■ Extracto original
-- -- --

3. “Ciudadanía para armar”

Por David Cepero
Lic. en Ciencia Política y Administración Pública 

Hace unos días en un colegio estatal secundario de San Rafael (Mendoza) casi 600 estudiantes  (un 75% del padrón o matrícula de estudiantes) votaron de forma virtual y renovaron su Centro de Estudiantes. Hay una linda nota en este medio (Elecciones virtuales en el Colegio Nacional: ejemplo de protagonismo estudiantil) sobre dicho proceso. Aún reflexiono sobre ello, tuve el honor de participar como veedor externo. Pensaba en cómo la escuela, con dicho acto, daba una clase sobre ciudadanía. Una clase maravillosa, claramente, con todos sus componentes, para la totalidad de la comunidad educativa y fuera de ella, pero sobre todo para sus estudiantes, quienes  además fueron los y las protagonistas.

Pensaba en esta idea: la ciudadanía se construye con experiencias de ciudadanía, así como la democracia se construye con experiencias de democracia. Entonces, a medida que incrementamos las experiencias en ambas esferas, las fortalecemos, y a la inversa, en la medida que las reducimos, las debilitamos.

Desde ahí se me ocurre otra pregunta: ¿qué efectos tienen una ciudadanía y una democracia de alta o baja intensidad sobre el devenir del bien común?

Por ahí en el mundo adulto andamos distraídos y distraídas en y con la cotidianidad (no es para menos) y al tema de la ciudadanía lo dejamos para cuando nos convoquen a votar. Pero también podríamos decir que en algunos niveles del Estado, y en algunas funciones más que en otras, sobre todo cuando imperan concepciones ideológicas pro-mercado (neoliberales), se sustituye la idea de ciudadanía por la idea de consumidor/a.

Pero volvamos a la pregunta del párrafo anterior. Una posible respuesta podría ser la siguiente: en realidad, la cotidianidad para cada vecino y/o vecina, o un manejo “exitoso” de cualquier cuestión del Estado (y más si pretende gobernar una pandemia, por ejemplo) o, dicho de otra manera, el devenir del bien común, depende mucho de qué sucede en ese mundo que por ahí parece tan lejano y que llamamos ciudadanía.

-- -- --

■ Datos extraídos
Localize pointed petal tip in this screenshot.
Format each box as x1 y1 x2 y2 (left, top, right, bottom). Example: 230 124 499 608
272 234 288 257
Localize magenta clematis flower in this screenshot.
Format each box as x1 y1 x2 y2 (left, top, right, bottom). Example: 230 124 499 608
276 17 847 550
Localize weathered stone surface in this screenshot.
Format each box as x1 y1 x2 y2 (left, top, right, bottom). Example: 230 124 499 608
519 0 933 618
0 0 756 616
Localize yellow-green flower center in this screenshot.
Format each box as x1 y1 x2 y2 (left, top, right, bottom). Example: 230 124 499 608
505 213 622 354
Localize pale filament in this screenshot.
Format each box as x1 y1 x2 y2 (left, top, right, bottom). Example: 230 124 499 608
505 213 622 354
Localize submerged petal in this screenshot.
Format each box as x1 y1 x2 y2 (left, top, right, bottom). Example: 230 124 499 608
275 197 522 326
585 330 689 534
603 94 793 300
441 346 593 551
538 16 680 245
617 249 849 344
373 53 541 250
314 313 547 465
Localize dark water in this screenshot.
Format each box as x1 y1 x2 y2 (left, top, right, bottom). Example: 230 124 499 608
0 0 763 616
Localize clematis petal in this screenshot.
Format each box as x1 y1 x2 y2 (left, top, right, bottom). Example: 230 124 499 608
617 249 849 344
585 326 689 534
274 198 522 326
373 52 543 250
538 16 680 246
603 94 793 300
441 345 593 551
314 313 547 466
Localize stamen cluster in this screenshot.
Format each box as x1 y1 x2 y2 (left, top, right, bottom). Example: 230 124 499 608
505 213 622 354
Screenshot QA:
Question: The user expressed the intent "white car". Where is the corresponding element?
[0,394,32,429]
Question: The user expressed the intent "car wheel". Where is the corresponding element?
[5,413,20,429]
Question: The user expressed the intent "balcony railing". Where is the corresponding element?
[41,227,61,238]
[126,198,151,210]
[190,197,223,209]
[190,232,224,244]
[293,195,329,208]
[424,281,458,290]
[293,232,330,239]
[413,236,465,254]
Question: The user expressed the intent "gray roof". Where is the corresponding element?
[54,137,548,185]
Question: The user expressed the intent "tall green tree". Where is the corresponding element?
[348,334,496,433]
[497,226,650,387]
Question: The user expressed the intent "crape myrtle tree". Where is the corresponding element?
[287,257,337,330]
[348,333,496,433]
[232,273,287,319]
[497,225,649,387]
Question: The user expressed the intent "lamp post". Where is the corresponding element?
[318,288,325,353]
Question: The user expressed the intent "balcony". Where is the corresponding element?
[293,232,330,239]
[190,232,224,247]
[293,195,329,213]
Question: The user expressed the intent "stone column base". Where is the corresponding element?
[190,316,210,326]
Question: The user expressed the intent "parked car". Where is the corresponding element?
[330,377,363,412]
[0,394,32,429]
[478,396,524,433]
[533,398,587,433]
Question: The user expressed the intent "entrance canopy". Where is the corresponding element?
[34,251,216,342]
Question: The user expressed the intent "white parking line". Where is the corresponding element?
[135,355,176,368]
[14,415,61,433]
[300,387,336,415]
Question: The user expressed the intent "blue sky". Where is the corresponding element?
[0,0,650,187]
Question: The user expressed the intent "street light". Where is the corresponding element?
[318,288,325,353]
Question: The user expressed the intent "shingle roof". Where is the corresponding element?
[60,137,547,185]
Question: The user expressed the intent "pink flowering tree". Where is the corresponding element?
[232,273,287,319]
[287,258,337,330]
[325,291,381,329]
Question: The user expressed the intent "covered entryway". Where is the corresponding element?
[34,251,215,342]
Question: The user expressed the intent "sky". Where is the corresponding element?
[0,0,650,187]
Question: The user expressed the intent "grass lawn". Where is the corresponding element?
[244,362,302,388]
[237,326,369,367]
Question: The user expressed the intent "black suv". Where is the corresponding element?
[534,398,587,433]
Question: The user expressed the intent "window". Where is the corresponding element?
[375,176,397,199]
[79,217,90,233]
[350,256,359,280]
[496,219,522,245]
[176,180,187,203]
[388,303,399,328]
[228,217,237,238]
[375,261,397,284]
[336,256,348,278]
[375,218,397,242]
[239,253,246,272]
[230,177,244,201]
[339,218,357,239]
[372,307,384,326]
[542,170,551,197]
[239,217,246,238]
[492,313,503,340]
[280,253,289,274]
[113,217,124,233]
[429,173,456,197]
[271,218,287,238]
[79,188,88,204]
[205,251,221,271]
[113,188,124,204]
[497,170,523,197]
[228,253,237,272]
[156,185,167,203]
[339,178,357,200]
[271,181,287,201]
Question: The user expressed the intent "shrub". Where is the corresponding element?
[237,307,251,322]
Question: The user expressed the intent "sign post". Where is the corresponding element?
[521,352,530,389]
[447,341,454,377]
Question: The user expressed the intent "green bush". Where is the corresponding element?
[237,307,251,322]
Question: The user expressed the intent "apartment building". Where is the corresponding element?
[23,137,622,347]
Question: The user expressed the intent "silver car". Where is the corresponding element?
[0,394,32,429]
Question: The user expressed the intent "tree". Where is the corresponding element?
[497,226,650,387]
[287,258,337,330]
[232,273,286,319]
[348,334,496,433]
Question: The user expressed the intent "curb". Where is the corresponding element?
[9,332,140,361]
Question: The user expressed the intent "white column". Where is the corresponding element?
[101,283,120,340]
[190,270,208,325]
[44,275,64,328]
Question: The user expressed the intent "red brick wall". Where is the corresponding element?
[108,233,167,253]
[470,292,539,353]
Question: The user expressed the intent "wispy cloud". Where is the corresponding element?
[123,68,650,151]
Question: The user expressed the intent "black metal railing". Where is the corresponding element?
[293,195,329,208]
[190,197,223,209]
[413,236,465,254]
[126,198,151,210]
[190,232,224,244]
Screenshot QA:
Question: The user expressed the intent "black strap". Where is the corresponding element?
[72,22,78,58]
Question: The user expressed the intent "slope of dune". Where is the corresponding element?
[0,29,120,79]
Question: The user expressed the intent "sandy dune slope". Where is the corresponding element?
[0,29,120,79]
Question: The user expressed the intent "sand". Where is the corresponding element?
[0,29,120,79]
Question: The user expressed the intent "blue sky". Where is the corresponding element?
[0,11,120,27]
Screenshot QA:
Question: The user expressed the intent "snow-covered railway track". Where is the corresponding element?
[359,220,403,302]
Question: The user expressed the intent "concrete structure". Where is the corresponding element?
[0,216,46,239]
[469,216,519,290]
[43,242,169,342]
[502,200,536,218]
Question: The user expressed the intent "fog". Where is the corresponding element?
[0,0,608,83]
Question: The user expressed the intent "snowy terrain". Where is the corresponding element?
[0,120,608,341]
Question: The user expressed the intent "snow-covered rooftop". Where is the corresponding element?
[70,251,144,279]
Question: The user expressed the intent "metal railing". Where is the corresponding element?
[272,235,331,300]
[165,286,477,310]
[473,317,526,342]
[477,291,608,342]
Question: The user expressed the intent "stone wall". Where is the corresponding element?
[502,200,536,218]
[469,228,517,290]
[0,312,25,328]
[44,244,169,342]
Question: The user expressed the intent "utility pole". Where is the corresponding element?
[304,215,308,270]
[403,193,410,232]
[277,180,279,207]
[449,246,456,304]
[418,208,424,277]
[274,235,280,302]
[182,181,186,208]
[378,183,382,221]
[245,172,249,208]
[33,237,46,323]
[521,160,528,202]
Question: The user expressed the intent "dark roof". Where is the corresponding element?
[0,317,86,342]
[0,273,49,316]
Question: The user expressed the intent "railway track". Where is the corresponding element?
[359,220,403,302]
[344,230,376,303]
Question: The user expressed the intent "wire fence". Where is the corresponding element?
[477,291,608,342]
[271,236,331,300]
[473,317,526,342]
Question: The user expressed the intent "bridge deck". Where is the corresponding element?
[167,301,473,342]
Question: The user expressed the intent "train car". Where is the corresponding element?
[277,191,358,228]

-- -- --

■ Consignas
**A)** Responde estas preguntas según el extracto:
(i) ¿Cuántos estudiantes votaron, más o menos, en el colegio de San Rafael?
(ii) ¿Qué papel tuvo quien escribe en esa elección?
(iii) ¿Por qué idea se sustituye la de ciudadanía cuando imperan concepciones pro-mercado?
**B)** Copia sin cambios el fragmento del extracto que va de "Pensaba en esta" a "reducimos, las debilitamos.".

■ Respuestas
**A)**
(i) Casi 600 estudiantes, un 75% del padrón.
(ii) Participó como veedor externo.
(iii) Por la idea de consumidor/a.

**B)**
Pensaba en esta idea: la ciudadanía se construye con experiencias de ciudadanía, así como la democracia se construye con experiencias de democracia. Entonces, a medida que incrementamos las experiencias en ambas esferas, las fortalecemos, y a la inversa, en la medida que las reducimos, las debilitamos.